**Given request:**
Write out the rows below as a numbered list, omitting any blank lines.

•••••

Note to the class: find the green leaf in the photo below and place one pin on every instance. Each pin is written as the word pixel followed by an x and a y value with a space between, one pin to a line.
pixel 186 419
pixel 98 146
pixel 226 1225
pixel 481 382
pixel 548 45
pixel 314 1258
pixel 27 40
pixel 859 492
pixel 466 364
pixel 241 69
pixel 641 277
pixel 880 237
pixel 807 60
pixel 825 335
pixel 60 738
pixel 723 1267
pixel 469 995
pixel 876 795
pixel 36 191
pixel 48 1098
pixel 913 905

•••••

**Exercise output:**
1. Note to the class: find the green leaf in the photo below and place one pin on every instance. Each pin is written as the word pixel followed by an x and a y value with a space between, one pin to a line.
2. pixel 186 419
3. pixel 98 146
4. pixel 226 1225
5. pixel 481 382
6. pixel 548 45
7. pixel 314 1258
8. pixel 27 40
9. pixel 859 492
10. pixel 466 364
11. pixel 241 69
12. pixel 641 277
13. pixel 880 237
14. pixel 807 60
15. pixel 825 335
16. pixel 60 738
17. pixel 723 1267
18. pixel 469 995
19. pixel 876 795
20. pixel 36 191
21. pixel 48 1098
22. pixel 913 905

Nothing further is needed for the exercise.